_CHALLENGE_. Copy the records from the start through the line containing "0,164,350,234" and stop there, substituting "csv_raw" for each "csv_plain" and leaving all else unchanged.

==============================

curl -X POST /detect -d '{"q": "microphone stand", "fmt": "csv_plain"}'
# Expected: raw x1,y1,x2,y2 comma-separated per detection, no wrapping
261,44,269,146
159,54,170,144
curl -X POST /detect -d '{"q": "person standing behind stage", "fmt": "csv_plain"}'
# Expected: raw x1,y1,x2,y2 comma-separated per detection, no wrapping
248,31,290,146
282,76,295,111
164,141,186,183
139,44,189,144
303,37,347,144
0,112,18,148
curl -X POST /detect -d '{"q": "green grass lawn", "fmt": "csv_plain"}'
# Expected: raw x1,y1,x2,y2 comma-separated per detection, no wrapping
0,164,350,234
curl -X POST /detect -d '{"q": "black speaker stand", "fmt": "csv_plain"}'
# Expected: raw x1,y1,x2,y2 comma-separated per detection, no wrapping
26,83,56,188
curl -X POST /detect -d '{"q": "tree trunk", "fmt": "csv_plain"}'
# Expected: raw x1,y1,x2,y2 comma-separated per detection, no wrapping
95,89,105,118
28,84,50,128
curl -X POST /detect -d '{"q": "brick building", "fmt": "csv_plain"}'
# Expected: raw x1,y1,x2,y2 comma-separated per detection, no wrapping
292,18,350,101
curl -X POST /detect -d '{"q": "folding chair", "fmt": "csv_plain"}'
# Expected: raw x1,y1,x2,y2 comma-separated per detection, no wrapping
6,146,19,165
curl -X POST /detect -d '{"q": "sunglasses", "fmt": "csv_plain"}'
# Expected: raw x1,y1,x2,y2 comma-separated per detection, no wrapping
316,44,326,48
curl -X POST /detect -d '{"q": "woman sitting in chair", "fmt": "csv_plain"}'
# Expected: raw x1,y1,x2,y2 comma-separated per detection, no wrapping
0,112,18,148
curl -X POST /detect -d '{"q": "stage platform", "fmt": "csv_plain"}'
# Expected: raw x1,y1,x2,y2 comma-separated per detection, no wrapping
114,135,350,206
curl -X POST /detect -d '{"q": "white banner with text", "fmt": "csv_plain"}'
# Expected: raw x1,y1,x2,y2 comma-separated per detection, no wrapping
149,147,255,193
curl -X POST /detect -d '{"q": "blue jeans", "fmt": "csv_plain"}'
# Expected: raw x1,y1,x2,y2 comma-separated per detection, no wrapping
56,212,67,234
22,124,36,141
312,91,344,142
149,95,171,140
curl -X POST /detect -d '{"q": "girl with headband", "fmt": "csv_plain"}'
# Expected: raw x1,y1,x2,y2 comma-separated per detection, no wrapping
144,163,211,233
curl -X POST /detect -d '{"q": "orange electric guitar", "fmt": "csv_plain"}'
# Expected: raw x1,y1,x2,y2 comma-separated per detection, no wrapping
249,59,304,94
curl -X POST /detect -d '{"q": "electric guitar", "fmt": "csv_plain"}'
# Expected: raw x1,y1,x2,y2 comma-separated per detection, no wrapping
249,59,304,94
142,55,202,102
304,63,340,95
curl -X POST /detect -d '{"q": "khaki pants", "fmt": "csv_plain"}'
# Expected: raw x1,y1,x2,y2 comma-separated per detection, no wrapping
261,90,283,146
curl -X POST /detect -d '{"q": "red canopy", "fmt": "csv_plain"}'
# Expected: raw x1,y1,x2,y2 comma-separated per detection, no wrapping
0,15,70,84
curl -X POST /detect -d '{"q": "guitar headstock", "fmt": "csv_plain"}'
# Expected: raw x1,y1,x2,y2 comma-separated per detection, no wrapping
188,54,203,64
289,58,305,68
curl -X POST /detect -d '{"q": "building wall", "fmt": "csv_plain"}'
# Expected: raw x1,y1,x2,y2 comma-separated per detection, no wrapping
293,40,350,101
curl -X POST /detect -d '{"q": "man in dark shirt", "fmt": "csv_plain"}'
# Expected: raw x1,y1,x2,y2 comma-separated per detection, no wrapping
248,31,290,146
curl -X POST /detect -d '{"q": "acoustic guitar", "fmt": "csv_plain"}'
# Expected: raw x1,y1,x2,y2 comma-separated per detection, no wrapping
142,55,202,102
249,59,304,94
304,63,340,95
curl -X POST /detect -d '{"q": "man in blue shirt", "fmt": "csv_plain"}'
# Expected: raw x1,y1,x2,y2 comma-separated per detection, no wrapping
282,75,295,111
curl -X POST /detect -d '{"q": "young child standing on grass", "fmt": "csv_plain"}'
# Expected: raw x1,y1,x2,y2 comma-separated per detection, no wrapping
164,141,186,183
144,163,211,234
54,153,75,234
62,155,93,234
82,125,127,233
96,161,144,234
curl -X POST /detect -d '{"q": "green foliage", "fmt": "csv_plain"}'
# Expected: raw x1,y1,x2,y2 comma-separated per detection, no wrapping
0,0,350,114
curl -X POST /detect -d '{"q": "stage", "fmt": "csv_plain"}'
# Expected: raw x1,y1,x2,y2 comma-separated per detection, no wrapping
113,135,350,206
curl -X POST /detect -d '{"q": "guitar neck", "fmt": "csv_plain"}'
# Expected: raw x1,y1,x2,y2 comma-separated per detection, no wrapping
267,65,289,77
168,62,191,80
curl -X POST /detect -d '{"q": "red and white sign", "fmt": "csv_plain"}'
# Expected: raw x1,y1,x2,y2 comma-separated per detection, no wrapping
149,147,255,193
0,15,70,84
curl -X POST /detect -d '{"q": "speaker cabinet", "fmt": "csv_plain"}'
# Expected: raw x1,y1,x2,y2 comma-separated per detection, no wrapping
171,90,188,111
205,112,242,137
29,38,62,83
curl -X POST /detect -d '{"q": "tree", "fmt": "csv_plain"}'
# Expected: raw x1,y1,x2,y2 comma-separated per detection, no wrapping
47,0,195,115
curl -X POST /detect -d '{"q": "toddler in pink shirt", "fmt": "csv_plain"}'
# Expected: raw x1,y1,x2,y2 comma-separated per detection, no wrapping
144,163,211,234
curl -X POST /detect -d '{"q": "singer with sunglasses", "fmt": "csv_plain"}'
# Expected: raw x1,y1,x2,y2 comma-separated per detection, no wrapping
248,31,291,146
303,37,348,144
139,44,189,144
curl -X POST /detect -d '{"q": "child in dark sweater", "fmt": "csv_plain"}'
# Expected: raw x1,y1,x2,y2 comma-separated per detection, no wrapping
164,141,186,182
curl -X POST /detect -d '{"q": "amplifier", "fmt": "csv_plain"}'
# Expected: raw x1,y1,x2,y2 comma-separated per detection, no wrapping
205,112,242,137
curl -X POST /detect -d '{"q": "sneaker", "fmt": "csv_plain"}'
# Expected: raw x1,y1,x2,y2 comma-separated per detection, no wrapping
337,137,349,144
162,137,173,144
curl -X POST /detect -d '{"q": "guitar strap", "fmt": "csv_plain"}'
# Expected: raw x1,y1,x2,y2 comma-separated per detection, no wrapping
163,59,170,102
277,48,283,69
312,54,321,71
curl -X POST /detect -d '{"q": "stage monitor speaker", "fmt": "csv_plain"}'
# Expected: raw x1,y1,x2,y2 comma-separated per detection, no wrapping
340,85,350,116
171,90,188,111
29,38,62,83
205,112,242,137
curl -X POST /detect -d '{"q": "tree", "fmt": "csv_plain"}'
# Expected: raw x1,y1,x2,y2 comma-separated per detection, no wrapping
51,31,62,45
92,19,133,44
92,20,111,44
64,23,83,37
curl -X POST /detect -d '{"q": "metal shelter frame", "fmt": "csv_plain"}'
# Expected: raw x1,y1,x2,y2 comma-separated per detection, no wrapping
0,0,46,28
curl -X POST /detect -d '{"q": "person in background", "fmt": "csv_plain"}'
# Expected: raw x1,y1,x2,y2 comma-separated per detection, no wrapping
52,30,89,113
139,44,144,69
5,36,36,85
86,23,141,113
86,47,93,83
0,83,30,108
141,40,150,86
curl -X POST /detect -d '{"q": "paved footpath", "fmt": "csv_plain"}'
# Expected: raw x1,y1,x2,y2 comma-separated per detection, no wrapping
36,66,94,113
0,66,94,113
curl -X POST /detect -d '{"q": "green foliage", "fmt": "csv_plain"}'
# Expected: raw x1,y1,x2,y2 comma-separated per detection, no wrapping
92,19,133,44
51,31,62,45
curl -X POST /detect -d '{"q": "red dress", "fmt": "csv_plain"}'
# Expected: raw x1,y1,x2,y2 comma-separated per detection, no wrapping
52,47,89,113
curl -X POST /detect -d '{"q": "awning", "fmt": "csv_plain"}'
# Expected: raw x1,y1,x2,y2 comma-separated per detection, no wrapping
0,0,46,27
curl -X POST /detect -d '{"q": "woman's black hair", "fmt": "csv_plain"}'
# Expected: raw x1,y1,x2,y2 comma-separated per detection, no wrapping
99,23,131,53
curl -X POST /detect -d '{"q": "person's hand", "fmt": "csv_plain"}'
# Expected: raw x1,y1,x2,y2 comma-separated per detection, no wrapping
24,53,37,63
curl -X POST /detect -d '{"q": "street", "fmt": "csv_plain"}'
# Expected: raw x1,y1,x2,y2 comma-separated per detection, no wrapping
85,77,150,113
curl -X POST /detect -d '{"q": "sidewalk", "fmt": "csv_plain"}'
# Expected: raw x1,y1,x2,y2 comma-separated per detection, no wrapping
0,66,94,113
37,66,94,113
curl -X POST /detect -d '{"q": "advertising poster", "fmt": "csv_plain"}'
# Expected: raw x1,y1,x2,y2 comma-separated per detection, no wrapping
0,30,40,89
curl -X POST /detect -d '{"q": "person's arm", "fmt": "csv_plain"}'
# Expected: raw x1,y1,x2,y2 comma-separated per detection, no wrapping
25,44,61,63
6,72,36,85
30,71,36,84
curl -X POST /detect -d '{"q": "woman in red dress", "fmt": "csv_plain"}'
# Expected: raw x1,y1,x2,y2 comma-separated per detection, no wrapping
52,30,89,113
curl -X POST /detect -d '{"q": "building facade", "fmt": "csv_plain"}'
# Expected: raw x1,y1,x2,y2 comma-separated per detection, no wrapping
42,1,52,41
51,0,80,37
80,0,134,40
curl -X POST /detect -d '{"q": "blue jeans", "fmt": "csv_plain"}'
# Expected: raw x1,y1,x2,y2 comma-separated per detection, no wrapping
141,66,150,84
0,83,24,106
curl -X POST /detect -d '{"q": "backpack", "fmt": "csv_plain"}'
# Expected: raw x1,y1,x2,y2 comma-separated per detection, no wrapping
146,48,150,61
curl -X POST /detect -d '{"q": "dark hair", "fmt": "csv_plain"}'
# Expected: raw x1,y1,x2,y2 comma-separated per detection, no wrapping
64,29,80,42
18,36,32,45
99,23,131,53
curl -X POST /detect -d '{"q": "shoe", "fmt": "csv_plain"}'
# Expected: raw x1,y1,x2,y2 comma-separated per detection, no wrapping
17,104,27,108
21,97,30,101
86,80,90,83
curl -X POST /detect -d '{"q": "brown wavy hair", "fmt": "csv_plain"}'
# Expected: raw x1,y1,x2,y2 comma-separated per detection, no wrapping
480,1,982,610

==============================

_SOLUTION TO THE EXERCISE_.
curl -X POST /detect -d '{"q": "microphone stand", "fmt": "csv_raw"}'
# Expected: raw x1,y1,x2,y2 comma-separated per detection, no wrapping
261,44,269,146
159,54,170,144
curl -X POST /detect -d '{"q": "person standing behind stage", "fmt": "csv_raw"}'
# Expected: raw x1,y1,x2,y2 comma-separated per detection, no wrapping
248,31,290,146
282,76,295,111
164,141,186,183
139,44,189,144
303,37,347,144
0,112,18,148
curl -X POST /detect -d '{"q": "green grass lawn", "fmt": "csv_raw"}'
# Expected: raw x1,y1,x2,y2 comma-separated per detection, no wrapping
0,164,350,234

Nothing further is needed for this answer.